CUPLIKAN TEKS:
# # # #

Berdasarkan hal-hal itulah artikel ini diberi judul “arsenal melawan kepala
melalui hukum progresif”. Gagasan hukum progresif (2002) muncul disebabkan oleh
kegalauan para kepala, menghadapi kinerja hukum yang banyak gagal untuk
menyelesaikan persoalan-persoalan bangsa ini. Terutama sejak bergulirnya era
reformasi, yang ditandai oleh ambruknya kekuasaan kepala-kepala negara, mulai
dari Soekarno, Presiden Suharto yang otoriter selama berpuluh-puluh tahun itu,
harapan rakyat terhadap hukum sebagai sang juru penolong makin melambung
tinggi. Supremasi hukum sudah dianggap sebagai panacea, obat
mujarab bagi semua persoalan. Harapan tersebut sangat membebani hukum untuk
mencapai hasil sebagaimana diharapkan. Di lain pihak berbagai polling dan
survai malah menunjukkan, bahwa cukup banyak prestasi yang tidak memuaskan. Ini
menyebabkan kesenjangan yang melebar antara harapan dan kenyataan, sehingga
menuai kekecewaan.
Kepala yang bodoh dan bebal,
Tidak mengenal, orang bermoral.
Berteman penjilat, dijadikan modal,
Berbuat zalim, tidak menyesal.
Mungkin baik untuk memulai risalah ini
dengan membicarakan moral melawan kepala yang zalim, melalui hukum progresif.

# # # #

SOAL LATIHAN:
a. Menurut teks tentang hukum progresif, pada tahun berapa gagasan hukum progresif muncul?
b. Tulis ulang bagian baris-baris data mulai dari baris pertama sampai baris yang memuat "Query: bridge railing", termasuk baris itu. Ganti "matching" dengan "corresponding" dan biarkan bagian lain tidak berubah.
Teks tersebut dan baris-baris berikut merupakan bahan yang terpisah satu sama lain.

# # # #

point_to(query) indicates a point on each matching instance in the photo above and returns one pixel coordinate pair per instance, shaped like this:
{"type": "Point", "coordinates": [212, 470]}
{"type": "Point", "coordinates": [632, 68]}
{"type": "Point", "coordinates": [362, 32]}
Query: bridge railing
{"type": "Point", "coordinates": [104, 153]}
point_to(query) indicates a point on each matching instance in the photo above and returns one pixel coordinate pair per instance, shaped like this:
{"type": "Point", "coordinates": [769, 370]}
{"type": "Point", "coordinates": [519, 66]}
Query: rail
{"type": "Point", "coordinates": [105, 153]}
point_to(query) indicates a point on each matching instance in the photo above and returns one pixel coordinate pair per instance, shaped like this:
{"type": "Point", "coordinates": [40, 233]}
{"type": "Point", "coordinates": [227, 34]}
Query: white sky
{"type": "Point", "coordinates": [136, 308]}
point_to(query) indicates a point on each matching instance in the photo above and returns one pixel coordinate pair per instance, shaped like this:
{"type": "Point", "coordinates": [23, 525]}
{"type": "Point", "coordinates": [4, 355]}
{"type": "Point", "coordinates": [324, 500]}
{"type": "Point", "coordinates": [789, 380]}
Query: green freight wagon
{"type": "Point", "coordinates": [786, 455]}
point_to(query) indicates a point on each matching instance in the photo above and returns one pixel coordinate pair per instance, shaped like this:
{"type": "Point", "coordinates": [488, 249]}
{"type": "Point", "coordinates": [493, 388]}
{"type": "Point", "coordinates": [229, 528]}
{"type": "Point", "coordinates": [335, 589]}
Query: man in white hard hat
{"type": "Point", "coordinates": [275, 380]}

# # # #

JAWABAN SOAL:
a. Tahun 2002.

b.
point_to(query) indicates a point on each corresponding instance in the photo above and returns one pixel coordinate pair per instance, shaped like this:
{"type": "Point", "coordinates": [212, 470]}
{"type": "Point", "coordinates": [632, 68]}
{"type": "Point", "coordinates": [362, 32]}
Query: bridge railing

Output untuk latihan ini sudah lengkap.